The problem: Keeping every line intact, repeat the data word for word.

Data for this exercise:
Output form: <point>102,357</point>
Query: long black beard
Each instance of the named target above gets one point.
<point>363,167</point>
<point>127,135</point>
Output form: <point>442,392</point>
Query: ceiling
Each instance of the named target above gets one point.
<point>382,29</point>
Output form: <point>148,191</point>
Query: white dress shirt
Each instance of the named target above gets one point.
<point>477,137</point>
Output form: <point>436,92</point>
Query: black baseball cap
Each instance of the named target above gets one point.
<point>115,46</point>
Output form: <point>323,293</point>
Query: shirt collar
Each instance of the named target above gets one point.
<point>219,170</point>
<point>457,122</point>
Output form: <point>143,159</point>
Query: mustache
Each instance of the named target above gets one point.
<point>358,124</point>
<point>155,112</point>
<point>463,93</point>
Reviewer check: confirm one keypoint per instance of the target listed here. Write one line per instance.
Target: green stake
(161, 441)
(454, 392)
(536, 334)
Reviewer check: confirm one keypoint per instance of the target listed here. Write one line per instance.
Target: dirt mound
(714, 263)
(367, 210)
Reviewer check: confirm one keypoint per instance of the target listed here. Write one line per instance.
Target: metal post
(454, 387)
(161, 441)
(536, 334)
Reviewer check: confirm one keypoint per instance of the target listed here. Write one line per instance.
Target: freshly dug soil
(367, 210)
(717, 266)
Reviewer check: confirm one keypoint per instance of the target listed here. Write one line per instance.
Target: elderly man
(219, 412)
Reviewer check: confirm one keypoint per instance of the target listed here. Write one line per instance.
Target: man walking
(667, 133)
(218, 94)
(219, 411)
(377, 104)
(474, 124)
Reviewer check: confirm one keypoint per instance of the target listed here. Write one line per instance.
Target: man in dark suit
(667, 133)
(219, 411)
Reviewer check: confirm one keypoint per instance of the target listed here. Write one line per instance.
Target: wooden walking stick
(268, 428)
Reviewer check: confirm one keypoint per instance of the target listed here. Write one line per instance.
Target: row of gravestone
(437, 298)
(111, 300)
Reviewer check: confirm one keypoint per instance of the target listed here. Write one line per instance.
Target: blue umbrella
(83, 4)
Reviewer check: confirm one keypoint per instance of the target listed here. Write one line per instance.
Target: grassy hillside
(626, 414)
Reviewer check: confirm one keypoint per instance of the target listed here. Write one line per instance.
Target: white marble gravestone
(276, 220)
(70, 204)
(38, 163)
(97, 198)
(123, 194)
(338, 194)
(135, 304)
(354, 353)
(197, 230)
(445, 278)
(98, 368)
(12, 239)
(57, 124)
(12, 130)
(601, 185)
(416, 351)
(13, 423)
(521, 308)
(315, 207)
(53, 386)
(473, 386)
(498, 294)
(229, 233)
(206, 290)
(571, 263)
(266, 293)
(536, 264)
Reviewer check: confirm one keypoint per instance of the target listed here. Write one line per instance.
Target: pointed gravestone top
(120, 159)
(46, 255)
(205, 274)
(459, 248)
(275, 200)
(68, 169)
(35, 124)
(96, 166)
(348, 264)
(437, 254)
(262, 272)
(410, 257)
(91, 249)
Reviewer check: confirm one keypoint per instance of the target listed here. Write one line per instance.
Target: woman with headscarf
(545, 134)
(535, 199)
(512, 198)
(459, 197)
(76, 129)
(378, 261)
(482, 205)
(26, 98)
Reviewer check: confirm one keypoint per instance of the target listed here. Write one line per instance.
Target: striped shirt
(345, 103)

Solution for this task:
Output form: <point>102,357</point>
Query: long black beard
Each instance of the named target above gets one point.
<point>363,167</point>
<point>127,135</point>
Output form: <point>442,392</point>
Query: ceiling
Each instance of the named target above gets one point.
<point>382,29</point>
Output form: <point>148,191</point>
Query: white dress shirt
Each instance of the named target above gets one point.
<point>477,137</point>
Output form: <point>436,92</point>
Query: black baseball cap
Each instance of the named target above gets one point.
<point>115,46</point>
Output form: <point>323,293</point>
Query: shirt collar
Each instance of the named target above gets one point.
<point>219,170</point>
<point>457,122</point>
Output form: <point>143,159</point>
Query: mustache
Each instance of the named target above gets one point.
<point>358,124</point>
<point>155,112</point>
<point>463,93</point>
Reviewer check: confirm one keypoint per instance of the target listed here. Write one line per instance.
Target: green stake
(161, 441)
(454, 392)
(536, 334)
Reviewer check: confirm one keypoint per instance of the target listed here. Write one line per instance.
Target: dirt mound
(714, 263)
(367, 210)
Reviewer check: confirm one keypoint per instance of the target listed here. Write one line per instance.
Target: metal post
(454, 387)
(161, 441)
(536, 334)
Reviewer check: confirm one keypoint per instance of the target listed here. Write one line per instance.
Target: freshly dug soil
(367, 210)
(717, 266)
Reviewer check: confirm one keypoint per instance of the target listed here. Write one line per instance.
Target: elderly man
(219, 412)
Reviewer check: confirm one keypoint per instance of the target listed here. Write one line per instance.
Target: man walking
(667, 133)
(218, 94)
(219, 411)
(377, 104)
(474, 124)
Reviewer check: confirm one keypoint per instance of the target listed here. Write one line per instance.
Target: man in dark suit
(667, 133)
(219, 411)
Reviewer check: confirm one keypoint per instance of the target listed here. Write one line per instance.
Target: wooden walking stick
(268, 428)
Reviewer check: confirm one keypoint per instance of the target listed here. Write one line per instance.
Target: row of gravestone
(437, 298)
(111, 300)
Reviewer check: confirm one keypoint per instance of the target listed here. Write one line per instance.
Target: blue umbrella
(83, 4)
Reviewer check: confirm one keypoint per instance of the target listed here. Write one line per instance.
Target: grassy hillside
(626, 414)
Reviewer check: confirm one keypoint per instance of the target listed here. Write one line per instance.
Target: white marble gravestone
(276, 220)
(70, 204)
(38, 163)
(97, 198)
(123, 194)
(338, 194)
(135, 304)
(354, 353)
(197, 230)
(445, 278)
(98, 368)
(12, 239)
(57, 124)
(12, 130)
(601, 185)
(416, 351)
(13, 423)
(521, 308)
(315, 207)
(53, 386)
(473, 386)
(498, 294)
(229, 233)
(206, 290)
(571, 263)
(266, 293)
(536, 264)
Reviewer check: confirm one keypoint per instance of the target listed here. Write one line per instance.
Target: pointed gravestone top
(120, 159)
(46, 255)
(205, 274)
(459, 248)
(275, 200)
(68, 169)
(35, 124)
(96, 166)
(348, 264)
(437, 254)
(262, 272)
(410, 257)
(91, 249)
Reviewer check: confirm one keypoint per instance of the target listed here. Write one line per instance.
Target: woman with headscarf
(545, 134)
(535, 199)
(512, 198)
(459, 197)
(76, 129)
(378, 261)
(482, 205)
(26, 98)
Reviewer check: confirm one keypoint per instance of the target listed here. Write one line per instance.
Target: striped shirt
(345, 103)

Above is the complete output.